GOAL OF THE EXERCISE:
Reproduce the stretch from the start of the data through the line containing "x=269, y=91", swapping "dot" for "marker" wherever it occurs and leaving everything else unchanged. Omit the pictures from your answer.

RECORDS FOR THIS EXERCISE:
---*---
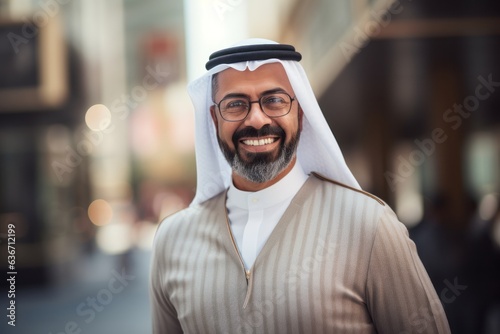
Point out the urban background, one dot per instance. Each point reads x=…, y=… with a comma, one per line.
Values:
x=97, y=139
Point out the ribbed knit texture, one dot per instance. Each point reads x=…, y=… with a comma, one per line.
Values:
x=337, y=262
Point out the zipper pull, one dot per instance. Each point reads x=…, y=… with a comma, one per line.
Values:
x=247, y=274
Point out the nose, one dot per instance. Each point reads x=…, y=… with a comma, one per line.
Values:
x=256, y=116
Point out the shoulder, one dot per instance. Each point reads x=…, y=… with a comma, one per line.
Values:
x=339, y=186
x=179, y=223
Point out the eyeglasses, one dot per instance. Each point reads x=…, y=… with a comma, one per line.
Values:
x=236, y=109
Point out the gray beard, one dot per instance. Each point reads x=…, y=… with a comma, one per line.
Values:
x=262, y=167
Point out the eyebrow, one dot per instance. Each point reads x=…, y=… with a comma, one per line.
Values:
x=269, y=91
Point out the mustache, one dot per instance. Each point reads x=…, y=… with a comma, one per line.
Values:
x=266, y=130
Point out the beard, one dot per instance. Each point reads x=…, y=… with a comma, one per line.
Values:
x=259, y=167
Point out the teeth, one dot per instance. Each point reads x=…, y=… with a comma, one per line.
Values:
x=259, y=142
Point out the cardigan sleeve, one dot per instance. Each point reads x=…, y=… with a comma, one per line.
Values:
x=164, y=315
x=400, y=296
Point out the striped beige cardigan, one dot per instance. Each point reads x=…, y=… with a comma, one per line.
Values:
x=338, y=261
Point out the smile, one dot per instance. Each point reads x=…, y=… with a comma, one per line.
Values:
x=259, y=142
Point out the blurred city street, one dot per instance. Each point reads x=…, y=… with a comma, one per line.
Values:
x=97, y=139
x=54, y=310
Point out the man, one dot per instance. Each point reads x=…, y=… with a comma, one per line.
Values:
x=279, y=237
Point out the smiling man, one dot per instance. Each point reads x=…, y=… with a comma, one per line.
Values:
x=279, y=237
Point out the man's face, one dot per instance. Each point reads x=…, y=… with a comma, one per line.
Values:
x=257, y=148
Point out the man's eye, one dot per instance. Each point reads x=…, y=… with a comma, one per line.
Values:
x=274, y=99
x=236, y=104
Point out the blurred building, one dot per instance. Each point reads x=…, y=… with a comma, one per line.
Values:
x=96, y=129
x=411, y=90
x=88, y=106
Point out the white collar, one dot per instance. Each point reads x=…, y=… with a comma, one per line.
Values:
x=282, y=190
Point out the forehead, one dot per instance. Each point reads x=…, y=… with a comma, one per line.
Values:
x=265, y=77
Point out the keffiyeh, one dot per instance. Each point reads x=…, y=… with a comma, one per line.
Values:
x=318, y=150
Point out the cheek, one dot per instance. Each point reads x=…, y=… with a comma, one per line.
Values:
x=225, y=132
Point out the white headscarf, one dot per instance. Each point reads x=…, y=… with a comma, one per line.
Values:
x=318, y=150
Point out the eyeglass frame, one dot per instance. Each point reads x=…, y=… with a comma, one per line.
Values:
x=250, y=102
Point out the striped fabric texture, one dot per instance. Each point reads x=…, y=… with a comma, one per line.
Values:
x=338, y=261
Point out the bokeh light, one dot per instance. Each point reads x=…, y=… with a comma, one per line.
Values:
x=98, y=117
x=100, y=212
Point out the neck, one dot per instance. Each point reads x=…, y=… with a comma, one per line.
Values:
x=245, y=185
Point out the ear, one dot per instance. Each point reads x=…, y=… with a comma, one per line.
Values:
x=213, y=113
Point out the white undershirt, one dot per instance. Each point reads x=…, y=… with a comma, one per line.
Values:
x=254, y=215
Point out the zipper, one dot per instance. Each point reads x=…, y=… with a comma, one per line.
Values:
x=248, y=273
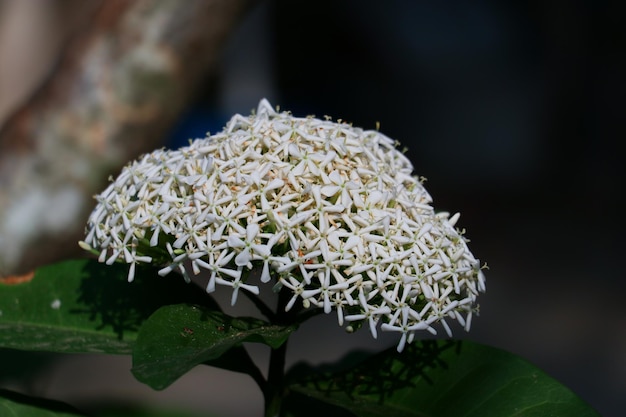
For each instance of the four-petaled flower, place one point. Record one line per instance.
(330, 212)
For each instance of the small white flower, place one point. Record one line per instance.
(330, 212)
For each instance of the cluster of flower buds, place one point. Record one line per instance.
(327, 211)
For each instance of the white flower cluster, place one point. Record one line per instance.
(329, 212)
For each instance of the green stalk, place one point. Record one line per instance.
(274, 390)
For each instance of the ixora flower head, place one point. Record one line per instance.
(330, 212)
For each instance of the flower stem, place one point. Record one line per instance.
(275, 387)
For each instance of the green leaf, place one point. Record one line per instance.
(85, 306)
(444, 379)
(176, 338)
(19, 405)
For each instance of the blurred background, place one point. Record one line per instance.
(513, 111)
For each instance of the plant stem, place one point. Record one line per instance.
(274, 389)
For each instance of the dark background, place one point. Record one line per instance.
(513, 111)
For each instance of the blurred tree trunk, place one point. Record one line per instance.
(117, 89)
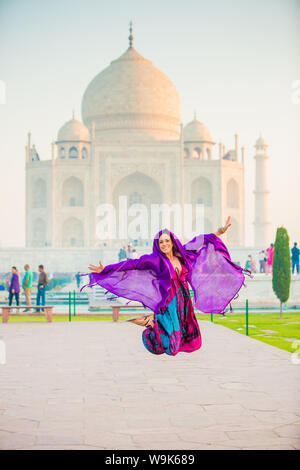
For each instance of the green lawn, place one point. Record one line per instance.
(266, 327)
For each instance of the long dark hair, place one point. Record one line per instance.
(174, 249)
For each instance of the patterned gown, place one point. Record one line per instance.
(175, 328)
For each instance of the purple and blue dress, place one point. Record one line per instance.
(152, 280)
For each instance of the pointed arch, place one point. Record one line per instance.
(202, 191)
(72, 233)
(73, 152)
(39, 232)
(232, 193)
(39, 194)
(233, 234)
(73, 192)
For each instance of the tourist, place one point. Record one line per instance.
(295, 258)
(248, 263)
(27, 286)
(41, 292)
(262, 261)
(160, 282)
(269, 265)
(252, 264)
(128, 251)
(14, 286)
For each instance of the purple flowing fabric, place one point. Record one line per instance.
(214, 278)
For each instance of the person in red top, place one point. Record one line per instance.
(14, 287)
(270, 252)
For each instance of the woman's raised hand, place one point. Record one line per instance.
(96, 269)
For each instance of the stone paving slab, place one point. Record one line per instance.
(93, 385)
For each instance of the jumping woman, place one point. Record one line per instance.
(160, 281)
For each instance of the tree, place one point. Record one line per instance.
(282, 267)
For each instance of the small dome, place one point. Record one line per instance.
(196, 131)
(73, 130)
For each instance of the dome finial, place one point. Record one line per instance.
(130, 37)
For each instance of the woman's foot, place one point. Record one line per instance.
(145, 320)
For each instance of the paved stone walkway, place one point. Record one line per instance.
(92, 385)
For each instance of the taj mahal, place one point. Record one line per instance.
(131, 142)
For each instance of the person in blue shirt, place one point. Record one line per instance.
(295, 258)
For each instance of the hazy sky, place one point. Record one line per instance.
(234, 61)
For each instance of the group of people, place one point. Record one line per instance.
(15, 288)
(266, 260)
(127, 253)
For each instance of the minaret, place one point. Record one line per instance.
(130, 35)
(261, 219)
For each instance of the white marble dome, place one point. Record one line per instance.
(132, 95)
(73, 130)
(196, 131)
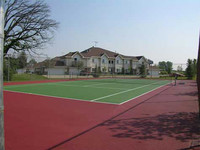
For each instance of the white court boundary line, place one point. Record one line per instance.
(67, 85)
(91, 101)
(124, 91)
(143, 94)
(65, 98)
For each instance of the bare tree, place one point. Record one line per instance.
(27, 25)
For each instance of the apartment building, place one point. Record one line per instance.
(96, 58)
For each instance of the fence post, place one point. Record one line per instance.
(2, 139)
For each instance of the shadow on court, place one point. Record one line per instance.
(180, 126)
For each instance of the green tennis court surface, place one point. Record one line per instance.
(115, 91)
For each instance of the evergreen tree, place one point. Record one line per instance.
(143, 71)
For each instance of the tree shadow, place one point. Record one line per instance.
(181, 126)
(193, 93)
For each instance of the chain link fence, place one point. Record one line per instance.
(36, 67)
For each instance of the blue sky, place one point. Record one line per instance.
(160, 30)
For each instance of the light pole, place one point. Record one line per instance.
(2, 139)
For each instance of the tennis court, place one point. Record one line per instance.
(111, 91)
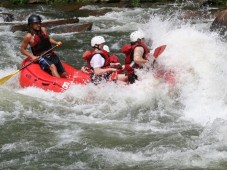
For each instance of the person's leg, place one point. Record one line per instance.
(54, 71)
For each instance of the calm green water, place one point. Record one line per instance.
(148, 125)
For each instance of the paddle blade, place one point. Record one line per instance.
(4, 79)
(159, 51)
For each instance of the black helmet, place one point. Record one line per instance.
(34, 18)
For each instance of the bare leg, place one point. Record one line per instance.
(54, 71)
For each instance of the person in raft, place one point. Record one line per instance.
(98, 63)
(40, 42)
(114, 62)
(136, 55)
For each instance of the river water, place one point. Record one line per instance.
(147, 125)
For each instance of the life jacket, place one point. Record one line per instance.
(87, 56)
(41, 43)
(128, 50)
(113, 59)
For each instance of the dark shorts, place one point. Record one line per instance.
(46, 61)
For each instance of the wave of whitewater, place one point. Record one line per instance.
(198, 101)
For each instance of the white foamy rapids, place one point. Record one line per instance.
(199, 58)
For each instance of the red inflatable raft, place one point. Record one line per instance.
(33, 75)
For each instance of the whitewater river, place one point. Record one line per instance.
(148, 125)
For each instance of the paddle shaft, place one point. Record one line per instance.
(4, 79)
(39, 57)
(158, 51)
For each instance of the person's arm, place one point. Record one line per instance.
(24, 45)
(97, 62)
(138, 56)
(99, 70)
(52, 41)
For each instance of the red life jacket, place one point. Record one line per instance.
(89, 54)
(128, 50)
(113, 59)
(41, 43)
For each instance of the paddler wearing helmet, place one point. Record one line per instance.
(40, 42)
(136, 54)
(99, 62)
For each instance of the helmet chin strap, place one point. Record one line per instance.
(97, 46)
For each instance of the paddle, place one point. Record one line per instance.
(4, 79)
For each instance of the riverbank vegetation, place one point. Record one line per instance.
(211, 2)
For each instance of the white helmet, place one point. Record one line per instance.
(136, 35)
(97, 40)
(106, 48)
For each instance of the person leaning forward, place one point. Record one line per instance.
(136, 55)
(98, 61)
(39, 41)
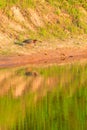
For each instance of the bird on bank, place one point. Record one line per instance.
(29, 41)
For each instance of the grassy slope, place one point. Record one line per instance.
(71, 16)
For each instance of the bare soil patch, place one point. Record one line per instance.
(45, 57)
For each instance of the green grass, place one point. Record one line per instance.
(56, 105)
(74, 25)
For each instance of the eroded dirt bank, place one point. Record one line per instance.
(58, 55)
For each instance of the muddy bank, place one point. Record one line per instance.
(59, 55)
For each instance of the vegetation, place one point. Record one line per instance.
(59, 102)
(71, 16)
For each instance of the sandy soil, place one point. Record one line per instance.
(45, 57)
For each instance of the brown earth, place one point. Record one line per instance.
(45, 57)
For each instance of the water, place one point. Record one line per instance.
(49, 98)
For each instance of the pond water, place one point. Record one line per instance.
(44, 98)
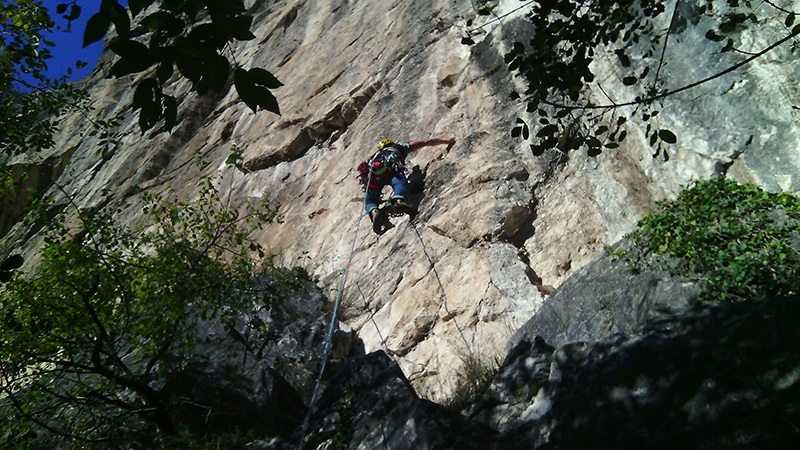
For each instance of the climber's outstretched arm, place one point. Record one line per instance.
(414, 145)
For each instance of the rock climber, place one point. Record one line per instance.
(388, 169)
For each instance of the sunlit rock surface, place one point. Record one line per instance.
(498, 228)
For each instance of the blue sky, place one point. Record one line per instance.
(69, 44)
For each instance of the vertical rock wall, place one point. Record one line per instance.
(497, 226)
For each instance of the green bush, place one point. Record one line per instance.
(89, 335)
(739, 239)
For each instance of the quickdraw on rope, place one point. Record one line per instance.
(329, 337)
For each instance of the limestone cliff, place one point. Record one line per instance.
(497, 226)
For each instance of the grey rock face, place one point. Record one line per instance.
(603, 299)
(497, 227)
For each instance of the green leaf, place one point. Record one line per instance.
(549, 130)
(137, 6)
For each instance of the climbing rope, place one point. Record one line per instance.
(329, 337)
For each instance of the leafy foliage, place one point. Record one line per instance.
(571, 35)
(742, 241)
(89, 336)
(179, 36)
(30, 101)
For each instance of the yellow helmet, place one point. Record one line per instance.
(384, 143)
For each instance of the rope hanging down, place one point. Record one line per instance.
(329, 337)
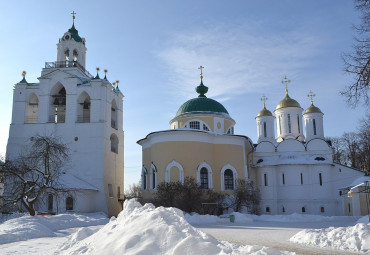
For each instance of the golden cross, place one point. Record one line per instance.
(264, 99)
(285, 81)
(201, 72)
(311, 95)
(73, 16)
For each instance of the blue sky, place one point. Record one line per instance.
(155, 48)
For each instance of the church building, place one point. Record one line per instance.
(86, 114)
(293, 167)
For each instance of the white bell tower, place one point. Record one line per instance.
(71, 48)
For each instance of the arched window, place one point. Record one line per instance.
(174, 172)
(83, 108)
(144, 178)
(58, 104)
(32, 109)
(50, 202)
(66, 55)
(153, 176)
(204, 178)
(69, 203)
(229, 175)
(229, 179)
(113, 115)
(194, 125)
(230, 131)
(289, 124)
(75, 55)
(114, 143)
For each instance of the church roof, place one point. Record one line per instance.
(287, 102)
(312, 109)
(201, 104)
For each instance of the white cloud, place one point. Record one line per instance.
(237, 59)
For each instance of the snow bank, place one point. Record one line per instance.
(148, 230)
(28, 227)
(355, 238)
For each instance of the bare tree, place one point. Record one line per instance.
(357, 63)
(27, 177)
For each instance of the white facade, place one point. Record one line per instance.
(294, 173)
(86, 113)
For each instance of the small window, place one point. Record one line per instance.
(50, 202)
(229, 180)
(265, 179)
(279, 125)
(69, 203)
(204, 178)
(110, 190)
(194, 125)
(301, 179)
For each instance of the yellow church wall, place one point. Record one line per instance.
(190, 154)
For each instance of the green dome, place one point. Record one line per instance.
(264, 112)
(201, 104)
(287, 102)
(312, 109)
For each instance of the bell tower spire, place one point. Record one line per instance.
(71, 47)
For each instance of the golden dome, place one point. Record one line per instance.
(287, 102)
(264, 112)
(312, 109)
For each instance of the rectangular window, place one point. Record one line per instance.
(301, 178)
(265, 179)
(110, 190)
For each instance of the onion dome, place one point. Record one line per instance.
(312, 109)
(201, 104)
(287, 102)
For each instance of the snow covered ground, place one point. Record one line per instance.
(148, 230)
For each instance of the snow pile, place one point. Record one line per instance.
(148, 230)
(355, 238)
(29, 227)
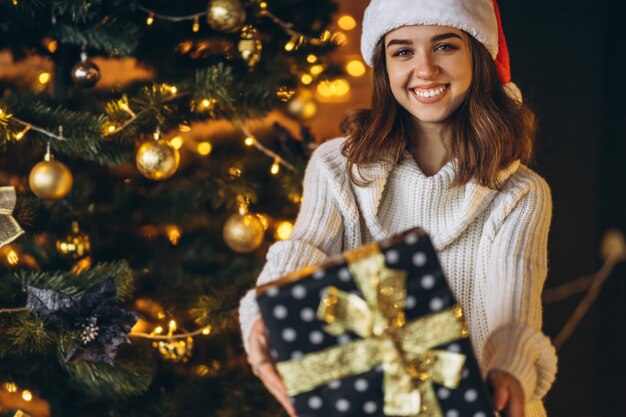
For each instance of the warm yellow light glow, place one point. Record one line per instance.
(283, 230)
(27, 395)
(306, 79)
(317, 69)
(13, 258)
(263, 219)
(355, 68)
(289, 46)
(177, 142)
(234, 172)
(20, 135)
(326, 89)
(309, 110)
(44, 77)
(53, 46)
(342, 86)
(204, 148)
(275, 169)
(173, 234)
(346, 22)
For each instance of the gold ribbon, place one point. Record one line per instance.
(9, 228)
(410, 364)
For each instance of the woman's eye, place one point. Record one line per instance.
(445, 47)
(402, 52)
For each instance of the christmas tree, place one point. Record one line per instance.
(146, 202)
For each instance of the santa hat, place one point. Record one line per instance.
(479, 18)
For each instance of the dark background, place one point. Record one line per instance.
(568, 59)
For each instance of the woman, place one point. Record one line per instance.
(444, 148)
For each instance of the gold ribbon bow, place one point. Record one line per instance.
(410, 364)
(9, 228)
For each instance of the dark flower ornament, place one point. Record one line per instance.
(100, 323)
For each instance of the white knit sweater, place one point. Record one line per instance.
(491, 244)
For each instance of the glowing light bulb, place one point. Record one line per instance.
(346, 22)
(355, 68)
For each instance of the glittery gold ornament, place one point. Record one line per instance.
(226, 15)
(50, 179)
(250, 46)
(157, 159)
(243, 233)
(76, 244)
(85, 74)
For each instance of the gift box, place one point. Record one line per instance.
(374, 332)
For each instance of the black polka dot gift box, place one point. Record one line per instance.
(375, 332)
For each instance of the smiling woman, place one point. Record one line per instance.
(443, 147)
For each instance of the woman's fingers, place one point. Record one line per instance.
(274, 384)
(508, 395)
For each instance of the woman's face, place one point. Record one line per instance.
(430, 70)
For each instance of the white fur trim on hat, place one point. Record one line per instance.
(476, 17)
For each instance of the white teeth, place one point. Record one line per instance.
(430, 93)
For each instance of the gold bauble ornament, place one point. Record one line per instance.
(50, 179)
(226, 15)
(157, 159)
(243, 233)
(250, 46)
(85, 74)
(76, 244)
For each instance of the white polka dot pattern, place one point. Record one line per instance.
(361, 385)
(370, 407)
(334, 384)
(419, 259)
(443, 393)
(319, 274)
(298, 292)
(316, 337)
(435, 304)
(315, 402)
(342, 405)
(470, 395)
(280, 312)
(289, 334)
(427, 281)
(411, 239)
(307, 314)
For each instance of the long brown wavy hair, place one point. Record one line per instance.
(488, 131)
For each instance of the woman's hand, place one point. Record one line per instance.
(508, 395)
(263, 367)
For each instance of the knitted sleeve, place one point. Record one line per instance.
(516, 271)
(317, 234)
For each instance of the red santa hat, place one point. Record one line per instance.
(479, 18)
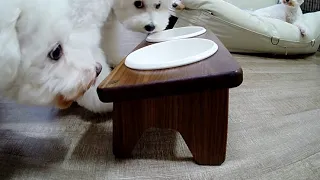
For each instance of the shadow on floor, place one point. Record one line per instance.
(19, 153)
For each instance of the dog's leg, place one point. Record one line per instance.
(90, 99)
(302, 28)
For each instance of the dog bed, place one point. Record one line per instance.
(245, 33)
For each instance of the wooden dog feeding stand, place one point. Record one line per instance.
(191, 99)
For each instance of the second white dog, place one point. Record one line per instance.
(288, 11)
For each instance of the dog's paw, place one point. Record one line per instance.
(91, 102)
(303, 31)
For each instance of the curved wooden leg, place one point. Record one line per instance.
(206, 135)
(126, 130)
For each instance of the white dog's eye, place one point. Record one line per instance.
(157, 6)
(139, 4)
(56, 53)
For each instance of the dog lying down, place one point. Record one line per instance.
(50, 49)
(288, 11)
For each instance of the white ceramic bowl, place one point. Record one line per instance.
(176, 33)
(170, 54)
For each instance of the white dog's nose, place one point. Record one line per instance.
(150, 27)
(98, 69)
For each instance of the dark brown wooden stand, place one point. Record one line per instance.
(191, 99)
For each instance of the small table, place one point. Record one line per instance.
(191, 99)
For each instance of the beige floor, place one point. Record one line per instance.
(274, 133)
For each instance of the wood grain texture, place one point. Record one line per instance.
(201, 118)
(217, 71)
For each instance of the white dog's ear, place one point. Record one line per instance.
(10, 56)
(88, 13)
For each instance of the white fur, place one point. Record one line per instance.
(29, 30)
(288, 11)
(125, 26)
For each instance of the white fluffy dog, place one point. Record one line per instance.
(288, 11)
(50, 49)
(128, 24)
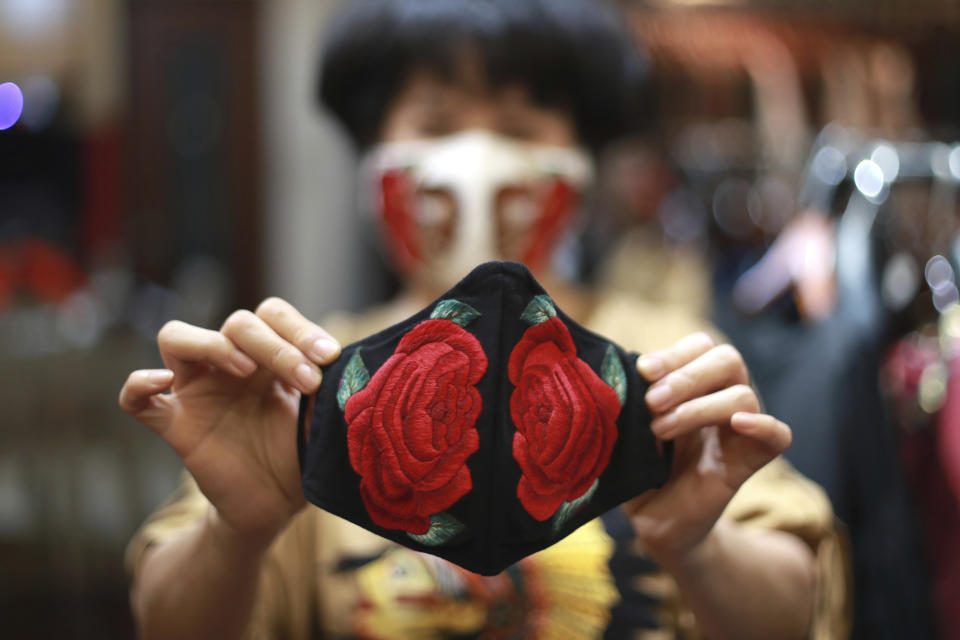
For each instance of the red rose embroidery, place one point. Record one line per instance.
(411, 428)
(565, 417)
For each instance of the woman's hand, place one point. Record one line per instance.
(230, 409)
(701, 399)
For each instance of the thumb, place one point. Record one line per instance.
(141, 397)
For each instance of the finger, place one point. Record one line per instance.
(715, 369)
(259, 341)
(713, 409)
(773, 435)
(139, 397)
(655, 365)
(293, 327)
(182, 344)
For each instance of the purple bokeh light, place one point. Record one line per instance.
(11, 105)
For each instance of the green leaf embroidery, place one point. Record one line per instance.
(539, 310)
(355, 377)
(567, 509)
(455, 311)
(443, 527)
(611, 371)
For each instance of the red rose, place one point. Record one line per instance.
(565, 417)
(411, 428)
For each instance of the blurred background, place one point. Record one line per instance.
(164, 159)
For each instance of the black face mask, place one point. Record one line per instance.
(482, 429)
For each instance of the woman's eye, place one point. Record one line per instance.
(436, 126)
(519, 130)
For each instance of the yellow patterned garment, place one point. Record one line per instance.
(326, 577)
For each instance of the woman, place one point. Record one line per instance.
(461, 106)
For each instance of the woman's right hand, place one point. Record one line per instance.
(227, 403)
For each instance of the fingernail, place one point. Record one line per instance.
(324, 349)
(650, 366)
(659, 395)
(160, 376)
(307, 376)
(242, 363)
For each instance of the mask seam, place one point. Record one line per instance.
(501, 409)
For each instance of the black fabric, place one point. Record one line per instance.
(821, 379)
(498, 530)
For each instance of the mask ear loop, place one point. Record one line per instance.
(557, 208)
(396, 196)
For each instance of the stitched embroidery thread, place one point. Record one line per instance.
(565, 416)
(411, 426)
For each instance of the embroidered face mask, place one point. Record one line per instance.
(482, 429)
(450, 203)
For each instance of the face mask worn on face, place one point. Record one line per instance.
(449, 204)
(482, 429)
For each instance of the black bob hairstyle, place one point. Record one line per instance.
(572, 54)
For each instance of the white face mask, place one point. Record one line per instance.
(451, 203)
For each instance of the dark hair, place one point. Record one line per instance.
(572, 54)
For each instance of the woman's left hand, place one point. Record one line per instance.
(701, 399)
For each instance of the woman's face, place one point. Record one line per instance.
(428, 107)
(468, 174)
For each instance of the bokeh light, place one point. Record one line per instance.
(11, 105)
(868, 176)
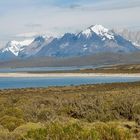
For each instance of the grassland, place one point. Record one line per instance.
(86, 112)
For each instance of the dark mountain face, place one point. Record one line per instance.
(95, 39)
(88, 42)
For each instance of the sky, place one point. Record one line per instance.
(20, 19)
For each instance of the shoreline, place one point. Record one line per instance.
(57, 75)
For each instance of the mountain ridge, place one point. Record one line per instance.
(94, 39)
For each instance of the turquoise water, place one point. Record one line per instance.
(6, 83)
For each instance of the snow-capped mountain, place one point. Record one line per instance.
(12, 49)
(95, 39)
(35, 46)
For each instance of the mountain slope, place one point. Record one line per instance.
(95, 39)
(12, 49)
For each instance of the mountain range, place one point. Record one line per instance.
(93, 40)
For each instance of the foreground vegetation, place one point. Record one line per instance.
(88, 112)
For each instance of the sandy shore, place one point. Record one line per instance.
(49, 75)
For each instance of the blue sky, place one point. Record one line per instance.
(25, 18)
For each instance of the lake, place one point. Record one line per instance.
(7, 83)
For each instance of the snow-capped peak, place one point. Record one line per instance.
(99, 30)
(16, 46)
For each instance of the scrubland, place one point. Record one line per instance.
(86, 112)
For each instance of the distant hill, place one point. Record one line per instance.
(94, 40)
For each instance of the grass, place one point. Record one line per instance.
---*---
FULL ANSWER:
Point out the urban background, one marker per instance. Each point reads x=…, y=… with a comma, one per line.
Values:
x=97, y=139
Point out the ribbed knit texture, one marker per instance. Each point reads x=…, y=… with a comma, one per line.
Values:
x=337, y=262
Point out the zipper pull, one marker per instance. Each point reads x=…, y=… with a comma, one per line.
Values:
x=247, y=274
Point out the nose, one marker per instance. Each point reads x=…, y=… with a comma, one per line.
Values:
x=256, y=116
Point out the shoulder, one marker per instance. Each point reads x=…, y=… with a comma, one per line.
Values:
x=339, y=186
x=179, y=223
Point out the eyeglasses, one marker per instance. Each point reads x=…, y=… with a comma, one per line.
Values:
x=236, y=109
Point out the gray beard, one marker per instance. Each point reads x=…, y=… with a comma, one per line.
Values:
x=262, y=167
Point out the eyebrow, one marker per instance. Each point reads x=…, y=… with a comma, one per line.
Values:
x=269, y=91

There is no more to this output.